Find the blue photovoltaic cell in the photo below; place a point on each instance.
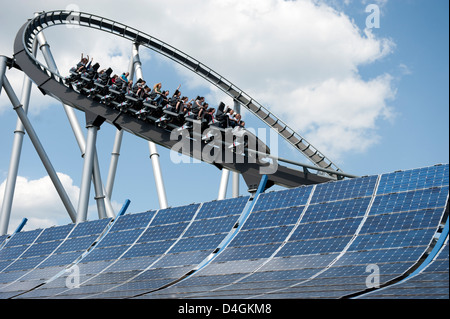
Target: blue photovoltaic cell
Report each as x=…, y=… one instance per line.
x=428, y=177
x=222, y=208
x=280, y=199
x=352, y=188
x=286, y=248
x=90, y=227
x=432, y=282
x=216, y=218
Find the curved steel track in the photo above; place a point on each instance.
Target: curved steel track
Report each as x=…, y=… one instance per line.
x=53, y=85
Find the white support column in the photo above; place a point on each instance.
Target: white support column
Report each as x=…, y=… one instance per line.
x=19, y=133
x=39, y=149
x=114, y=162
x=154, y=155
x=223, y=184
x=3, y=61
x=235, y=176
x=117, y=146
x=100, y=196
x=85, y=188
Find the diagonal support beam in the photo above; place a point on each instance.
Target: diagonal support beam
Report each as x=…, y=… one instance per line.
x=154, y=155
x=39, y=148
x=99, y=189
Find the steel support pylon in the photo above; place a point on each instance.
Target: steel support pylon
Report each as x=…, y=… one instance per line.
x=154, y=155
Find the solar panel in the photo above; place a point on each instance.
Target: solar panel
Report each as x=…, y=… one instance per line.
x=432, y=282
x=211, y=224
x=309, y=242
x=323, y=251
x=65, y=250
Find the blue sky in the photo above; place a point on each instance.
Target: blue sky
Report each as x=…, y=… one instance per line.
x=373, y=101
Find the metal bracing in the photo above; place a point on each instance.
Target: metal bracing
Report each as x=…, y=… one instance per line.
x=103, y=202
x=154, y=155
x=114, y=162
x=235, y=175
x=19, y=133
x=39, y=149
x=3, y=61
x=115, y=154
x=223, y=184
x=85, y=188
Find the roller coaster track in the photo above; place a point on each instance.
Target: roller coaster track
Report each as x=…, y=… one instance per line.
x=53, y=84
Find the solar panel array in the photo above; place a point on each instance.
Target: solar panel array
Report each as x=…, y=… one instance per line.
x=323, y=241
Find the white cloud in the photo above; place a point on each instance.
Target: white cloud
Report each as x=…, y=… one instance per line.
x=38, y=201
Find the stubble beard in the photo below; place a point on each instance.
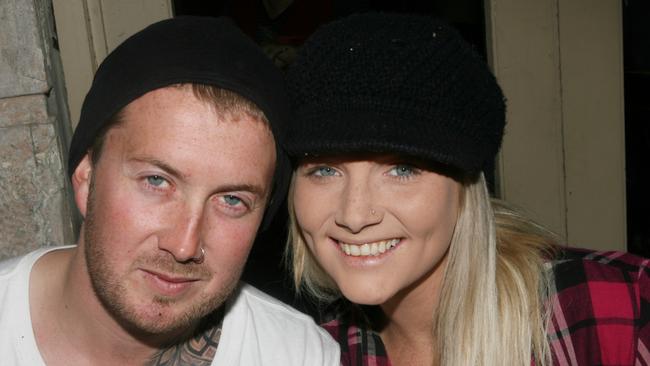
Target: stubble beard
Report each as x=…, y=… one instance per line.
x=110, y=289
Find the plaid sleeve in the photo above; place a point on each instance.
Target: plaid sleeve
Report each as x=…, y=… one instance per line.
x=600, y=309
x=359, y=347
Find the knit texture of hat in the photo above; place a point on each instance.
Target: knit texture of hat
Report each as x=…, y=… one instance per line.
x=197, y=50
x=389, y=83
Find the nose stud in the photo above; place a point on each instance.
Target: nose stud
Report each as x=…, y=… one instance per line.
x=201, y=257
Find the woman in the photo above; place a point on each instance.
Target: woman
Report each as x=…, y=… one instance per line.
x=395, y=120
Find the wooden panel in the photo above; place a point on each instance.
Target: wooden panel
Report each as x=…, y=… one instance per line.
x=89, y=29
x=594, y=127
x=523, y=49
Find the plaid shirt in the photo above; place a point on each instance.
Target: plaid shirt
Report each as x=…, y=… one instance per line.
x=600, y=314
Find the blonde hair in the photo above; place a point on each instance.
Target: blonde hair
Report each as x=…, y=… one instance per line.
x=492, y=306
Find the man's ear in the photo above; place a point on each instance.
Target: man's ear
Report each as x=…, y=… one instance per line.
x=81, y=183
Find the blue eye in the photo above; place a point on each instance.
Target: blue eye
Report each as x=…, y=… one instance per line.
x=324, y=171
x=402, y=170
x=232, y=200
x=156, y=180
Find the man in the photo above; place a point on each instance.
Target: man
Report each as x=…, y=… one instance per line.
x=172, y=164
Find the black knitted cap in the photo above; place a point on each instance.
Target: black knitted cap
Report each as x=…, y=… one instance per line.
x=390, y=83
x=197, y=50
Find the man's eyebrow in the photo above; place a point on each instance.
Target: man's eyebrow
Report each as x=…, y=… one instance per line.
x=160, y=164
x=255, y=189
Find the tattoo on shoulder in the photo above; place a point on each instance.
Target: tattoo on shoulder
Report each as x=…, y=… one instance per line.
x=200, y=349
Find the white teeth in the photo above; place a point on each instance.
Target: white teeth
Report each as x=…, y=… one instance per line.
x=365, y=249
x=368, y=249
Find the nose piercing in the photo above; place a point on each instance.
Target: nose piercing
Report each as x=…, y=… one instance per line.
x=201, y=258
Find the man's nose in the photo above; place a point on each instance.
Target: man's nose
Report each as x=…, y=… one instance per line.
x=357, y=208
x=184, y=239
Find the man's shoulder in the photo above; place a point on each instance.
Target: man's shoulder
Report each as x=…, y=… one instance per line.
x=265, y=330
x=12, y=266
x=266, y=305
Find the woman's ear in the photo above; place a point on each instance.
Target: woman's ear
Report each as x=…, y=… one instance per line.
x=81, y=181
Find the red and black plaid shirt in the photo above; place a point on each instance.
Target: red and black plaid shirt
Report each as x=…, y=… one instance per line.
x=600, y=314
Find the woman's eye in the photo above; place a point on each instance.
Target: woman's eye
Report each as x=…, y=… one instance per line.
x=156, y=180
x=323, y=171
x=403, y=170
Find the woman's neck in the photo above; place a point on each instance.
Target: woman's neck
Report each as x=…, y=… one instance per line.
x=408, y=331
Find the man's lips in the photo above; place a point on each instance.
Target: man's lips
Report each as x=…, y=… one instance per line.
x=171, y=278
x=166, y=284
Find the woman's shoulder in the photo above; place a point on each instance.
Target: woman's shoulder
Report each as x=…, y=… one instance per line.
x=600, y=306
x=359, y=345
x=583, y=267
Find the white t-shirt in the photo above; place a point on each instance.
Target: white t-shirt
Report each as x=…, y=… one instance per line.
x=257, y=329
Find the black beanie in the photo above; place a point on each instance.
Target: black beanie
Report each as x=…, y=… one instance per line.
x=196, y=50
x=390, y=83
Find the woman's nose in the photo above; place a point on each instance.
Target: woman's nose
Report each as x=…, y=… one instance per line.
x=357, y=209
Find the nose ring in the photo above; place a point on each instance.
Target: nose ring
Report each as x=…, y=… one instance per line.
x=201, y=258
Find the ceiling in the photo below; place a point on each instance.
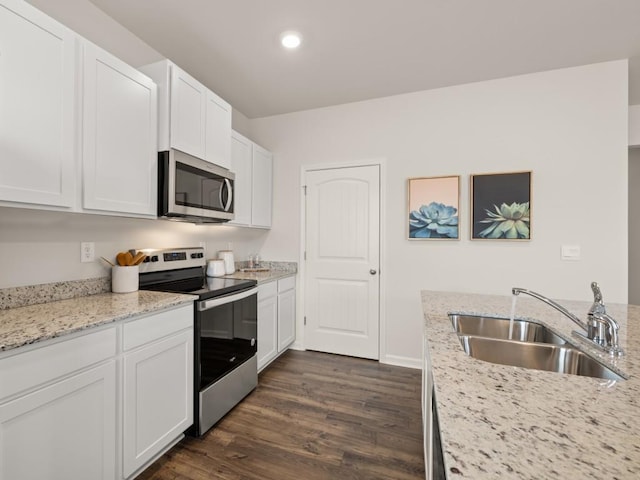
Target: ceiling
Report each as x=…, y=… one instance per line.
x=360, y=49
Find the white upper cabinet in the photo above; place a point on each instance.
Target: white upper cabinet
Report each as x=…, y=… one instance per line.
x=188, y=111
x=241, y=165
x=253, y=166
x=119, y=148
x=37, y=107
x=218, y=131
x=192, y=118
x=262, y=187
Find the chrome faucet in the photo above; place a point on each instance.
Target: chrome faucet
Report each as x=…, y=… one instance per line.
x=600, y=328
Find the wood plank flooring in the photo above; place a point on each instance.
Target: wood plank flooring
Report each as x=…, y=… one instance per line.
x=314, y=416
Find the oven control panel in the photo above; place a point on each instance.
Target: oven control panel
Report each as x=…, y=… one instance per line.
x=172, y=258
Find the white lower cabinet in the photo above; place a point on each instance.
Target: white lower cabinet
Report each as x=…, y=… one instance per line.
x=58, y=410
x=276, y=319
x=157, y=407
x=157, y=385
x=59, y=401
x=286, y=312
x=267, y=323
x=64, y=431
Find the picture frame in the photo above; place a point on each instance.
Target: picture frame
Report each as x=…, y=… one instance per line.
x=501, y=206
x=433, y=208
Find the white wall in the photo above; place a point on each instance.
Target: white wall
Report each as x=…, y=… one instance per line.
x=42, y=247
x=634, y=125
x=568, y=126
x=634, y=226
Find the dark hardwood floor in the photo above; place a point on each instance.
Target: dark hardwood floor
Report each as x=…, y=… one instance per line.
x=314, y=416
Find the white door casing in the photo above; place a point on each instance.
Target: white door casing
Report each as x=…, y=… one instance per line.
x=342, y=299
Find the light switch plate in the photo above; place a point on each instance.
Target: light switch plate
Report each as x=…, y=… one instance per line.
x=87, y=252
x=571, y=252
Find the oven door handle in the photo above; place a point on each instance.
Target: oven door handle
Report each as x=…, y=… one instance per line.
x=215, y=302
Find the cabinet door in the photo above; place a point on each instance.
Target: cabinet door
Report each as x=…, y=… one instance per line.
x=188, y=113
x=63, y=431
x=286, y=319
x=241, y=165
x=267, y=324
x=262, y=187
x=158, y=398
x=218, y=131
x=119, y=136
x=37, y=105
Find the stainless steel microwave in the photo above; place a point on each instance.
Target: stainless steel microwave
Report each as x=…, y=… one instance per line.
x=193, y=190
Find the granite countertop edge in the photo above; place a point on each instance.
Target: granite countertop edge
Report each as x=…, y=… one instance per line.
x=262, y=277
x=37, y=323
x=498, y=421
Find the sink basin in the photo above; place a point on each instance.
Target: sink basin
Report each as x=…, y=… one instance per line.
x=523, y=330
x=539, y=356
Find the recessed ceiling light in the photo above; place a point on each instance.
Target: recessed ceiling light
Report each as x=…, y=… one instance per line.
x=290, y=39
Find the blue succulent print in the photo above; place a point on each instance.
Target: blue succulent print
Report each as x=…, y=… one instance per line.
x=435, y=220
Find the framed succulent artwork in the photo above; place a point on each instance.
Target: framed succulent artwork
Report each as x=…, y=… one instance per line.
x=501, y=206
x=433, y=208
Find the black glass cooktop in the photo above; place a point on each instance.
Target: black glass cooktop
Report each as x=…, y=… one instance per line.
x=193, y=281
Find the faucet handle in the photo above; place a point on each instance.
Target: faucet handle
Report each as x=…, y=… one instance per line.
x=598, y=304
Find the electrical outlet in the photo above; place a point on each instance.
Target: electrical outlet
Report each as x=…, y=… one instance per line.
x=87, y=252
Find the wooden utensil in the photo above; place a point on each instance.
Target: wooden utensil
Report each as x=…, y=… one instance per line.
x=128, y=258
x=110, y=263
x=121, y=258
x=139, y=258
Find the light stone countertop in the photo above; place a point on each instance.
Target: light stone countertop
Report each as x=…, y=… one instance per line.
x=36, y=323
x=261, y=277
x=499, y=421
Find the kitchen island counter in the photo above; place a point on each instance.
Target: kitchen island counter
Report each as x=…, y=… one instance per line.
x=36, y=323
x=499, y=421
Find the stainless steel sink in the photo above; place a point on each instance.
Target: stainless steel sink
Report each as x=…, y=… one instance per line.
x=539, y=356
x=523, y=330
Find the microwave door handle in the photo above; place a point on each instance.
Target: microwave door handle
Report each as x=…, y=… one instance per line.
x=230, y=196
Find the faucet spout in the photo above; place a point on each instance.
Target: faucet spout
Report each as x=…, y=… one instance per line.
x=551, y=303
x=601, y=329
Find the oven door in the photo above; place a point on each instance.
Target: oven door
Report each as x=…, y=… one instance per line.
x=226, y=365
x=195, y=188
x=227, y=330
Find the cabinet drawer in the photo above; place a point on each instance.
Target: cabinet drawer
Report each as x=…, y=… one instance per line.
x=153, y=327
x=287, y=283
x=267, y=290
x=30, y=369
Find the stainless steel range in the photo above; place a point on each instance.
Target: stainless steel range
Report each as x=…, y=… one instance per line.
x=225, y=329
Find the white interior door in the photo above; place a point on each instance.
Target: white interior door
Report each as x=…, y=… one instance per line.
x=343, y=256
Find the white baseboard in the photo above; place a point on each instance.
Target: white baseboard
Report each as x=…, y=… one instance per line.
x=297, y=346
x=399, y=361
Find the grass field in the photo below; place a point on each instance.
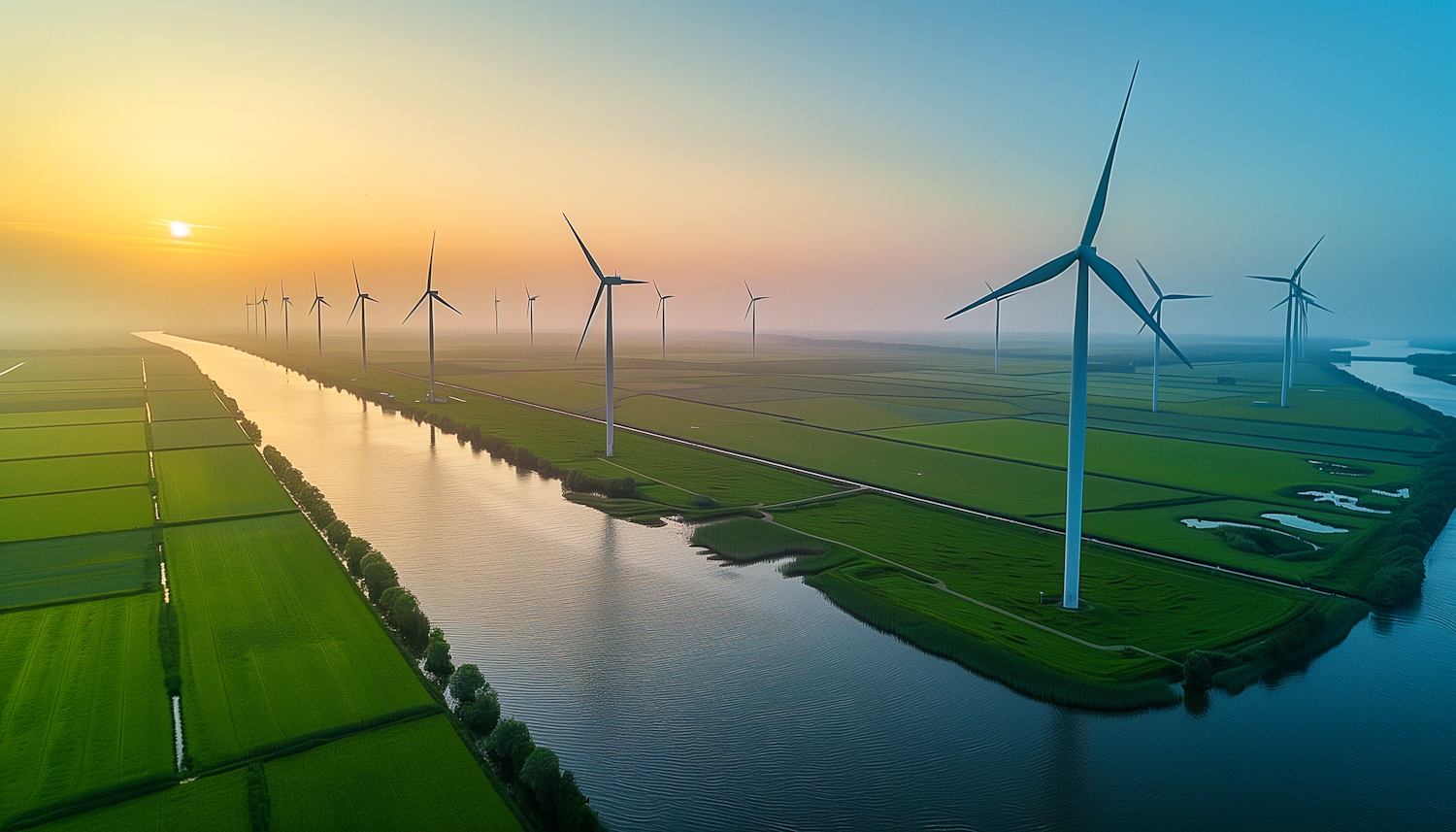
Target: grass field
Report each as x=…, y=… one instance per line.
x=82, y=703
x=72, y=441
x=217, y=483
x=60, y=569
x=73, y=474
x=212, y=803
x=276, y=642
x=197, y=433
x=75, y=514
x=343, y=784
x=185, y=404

• Stated exercise
Can you set out the lines as a numbered list, beginning with the line that contains "Find the oven control" and running through the line that contains "x=172, y=258", both included and blank lines dropped?

• Solution to this task
1. Find the oven control panel in the photo above; place a point on each instance.
2. Target: oven control panel
3. Report each as x=…, y=… one instance per line.
4. x=172, y=258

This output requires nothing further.